[TEXT BLOCK]
▼▼▼
0xPolygonMiden / miden-vm

STARK-based virtual machine
MIT License
618 stars 156 forks source link

Performance of current decorator representation #1497

Open bitwalker opened 5 days ago

bitwalker commented 5 days ago

Issue

While investigating 0xPolygonMiden/compiler#317, I discovered via flamegraph analysis that up to 30% of program runtime was being spent just droping vectors used to store decorators.

The conditions in which this occurs are:

The issue was noticed in our test suite, prior to the change in this repo to allocating Librarys in Arc, and cloning those rather than the actual Library. Even though the compiler was caching instances of Library and only cloning it (similar to what is now done in next), we observed the excessive time spent in drop_in_place.

Impact

However, even though the recent changes in next makes this a non-issue for miden-stdlib (and I believe miden-base, not sure if that library is also allocated with 'static lifetime), for the time being, it will affect any other library, even if allocated via Arc. The use of Arc does mean that clones are cheap and don't require dropping, however the actual Library still gets dropped when all of its referencing Arcs are dropped. In one-shot compiler-like scenarios, this is a small difference, and the time spent dropping the data will still impact user-perceived execution time of the compiler/assembler and executor.

The compiler is also planning to switch to a rustup-like toolchain management approach to the libraries and tools it uses, which means that there will be no benefit to the miden-stdlib strategy of caching the Library allocations in a static. All libraries, regardless of whether they are fundamental or user-defined, will be treated the same, so this affects all programs, not just a subset.
▲▲▲
[REQUIREMENT A]
Answer these about the decorator performance issue above:
(i) What share of program runtime was spent dropping the vectors that store decorators?
(ii) What are Libraries now allocated in, so that clones are cheap?
(iii) What kind of toolchain management approach does the compiler plan to switch to?
[REQUIREMENT B]
From the decorator performance issue above, repeat word for word the part that opens with the words "Open bitwalker opened" and closes with "spent in drop_in_place.".

[PROVIDED RECORDS]
▼▼▼
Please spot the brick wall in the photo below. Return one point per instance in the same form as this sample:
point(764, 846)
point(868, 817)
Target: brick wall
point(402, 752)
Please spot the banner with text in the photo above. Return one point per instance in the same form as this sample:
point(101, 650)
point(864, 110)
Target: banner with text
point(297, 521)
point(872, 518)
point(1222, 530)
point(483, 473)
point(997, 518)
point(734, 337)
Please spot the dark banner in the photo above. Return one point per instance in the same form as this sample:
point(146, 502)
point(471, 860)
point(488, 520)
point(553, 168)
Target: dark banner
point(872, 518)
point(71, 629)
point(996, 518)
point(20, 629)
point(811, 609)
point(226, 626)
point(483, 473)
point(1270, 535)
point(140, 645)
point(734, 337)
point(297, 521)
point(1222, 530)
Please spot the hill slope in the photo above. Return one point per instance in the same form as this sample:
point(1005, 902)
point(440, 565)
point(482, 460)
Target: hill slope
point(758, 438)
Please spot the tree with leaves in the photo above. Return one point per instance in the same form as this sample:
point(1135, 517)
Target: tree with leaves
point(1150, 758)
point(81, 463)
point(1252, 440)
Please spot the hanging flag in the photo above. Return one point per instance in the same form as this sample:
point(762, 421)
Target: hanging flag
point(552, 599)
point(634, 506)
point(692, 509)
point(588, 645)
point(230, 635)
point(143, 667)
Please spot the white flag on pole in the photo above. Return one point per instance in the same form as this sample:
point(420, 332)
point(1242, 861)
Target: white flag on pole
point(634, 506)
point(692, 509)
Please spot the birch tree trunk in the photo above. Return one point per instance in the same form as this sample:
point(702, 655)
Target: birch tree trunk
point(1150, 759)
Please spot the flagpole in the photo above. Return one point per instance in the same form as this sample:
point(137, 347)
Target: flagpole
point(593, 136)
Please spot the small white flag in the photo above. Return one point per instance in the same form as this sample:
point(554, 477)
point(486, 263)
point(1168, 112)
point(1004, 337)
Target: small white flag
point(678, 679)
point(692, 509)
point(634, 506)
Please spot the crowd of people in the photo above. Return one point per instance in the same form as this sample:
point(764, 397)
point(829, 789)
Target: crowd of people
▲▲▲
[OUTPUT A]
(i) Up to 30%.
(ii) Arc.
(iii) A rustup-like approach.

[OUTPUT B]
Open bitwalker opened 5 days ago

bitwalker commented 5 days ago

Issue

While investigating 0xPolygonMiden/compiler#317, I discovered via flamegraph analysis that up to 30% of program runtime was being spent just droping vectors used to store decorators.

The conditions in which this occurs are:

The issue was noticed in our test suite, prior to the change in this repo to allocating Librarys in Arc, and cloning those rather than the actual Library. Even though the compiler was caching instances of Library and only cloning it (similar to what is now done in next), we observed the excessive time spent in drop_in_place.